─── Stored records ───

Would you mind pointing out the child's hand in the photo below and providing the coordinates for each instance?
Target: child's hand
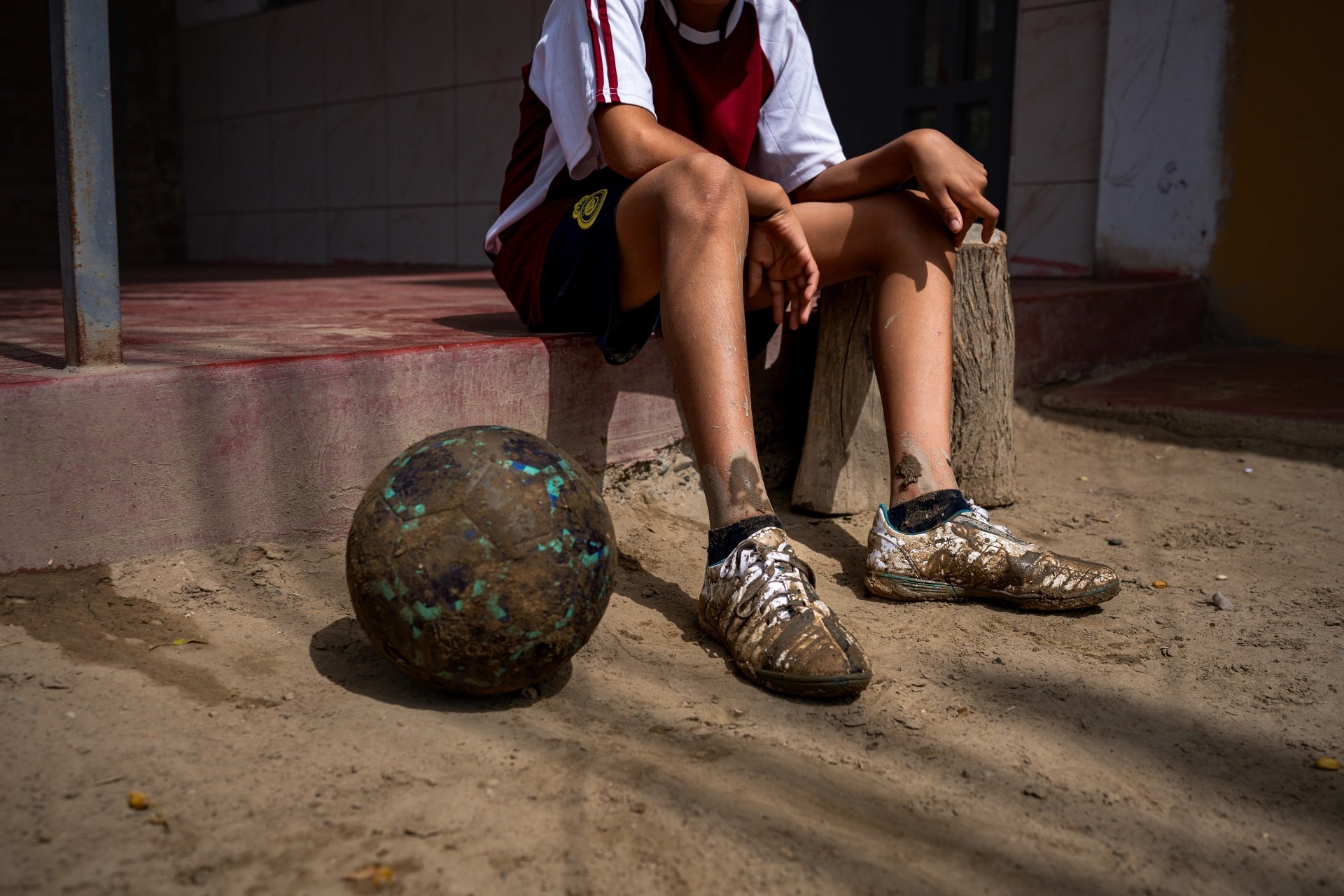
(778, 253)
(953, 181)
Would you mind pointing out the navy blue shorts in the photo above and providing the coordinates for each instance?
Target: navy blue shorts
(581, 279)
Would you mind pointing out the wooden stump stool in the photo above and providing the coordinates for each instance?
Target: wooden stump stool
(844, 465)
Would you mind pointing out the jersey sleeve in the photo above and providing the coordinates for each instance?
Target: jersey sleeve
(590, 52)
(796, 140)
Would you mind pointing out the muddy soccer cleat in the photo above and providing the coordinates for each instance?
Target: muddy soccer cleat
(968, 556)
(761, 603)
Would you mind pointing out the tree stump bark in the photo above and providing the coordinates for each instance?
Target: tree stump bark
(846, 466)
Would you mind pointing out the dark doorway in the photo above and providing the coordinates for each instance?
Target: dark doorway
(889, 66)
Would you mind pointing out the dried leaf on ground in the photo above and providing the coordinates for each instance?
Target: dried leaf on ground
(372, 872)
(176, 643)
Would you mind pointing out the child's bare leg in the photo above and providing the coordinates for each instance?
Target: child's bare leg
(683, 232)
(902, 241)
(930, 555)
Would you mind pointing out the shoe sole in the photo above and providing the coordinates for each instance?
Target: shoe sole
(823, 688)
(899, 587)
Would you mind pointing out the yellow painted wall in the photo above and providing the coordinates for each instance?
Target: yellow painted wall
(1276, 266)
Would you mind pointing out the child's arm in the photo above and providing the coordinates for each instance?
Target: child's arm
(952, 178)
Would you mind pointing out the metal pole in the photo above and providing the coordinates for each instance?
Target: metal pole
(86, 197)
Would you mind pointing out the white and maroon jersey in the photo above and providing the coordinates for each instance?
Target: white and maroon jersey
(748, 93)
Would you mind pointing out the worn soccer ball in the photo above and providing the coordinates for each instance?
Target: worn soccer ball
(480, 559)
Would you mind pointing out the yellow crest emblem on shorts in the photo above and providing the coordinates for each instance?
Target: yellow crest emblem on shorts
(588, 209)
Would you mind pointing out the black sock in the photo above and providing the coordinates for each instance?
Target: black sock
(923, 514)
(726, 538)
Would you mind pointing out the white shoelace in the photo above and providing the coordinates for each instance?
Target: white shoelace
(780, 573)
(983, 514)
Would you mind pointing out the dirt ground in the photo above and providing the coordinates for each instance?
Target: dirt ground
(1155, 745)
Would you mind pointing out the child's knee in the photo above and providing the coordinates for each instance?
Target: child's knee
(704, 188)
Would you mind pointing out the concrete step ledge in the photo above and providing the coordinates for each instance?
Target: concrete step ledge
(139, 461)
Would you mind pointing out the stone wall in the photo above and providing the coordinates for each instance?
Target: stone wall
(353, 131)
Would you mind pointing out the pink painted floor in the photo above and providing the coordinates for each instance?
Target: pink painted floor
(1245, 382)
(181, 316)
(211, 315)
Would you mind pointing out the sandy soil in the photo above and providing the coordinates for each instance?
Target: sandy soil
(1152, 746)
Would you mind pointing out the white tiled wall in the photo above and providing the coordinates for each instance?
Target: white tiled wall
(1057, 136)
(353, 131)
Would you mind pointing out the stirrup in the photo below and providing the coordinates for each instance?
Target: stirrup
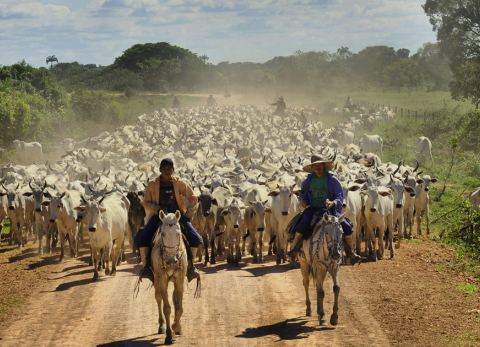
(146, 272)
(192, 273)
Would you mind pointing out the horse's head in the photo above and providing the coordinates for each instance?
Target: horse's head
(333, 231)
(170, 237)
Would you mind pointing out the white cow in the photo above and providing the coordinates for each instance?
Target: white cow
(398, 189)
(424, 150)
(284, 206)
(28, 152)
(62, 213)
(107, 221)
(378, 216)
(422, 201)
(371, 143)
(16, 213)
(352, 209)
(234, 229)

───

*Problem to work on*. Update the material from the line that contains "Would you mind pointing out the white cow" through the end, replacing "white cow" with "gray cow" and leaving everything else unchanged.

*Expected answer*.
Would you mind pointing out the gray cow in the photo above and providing the coordinates for each instance?
Target: gray cow
(398, 189)
(424, 150)
(284, 206)
(28, 152)
(62, 213)
(107, 221)
(378, 216)
(422, 201)
(371, 143)
(16, 213)
(352, 209)
(234, 229)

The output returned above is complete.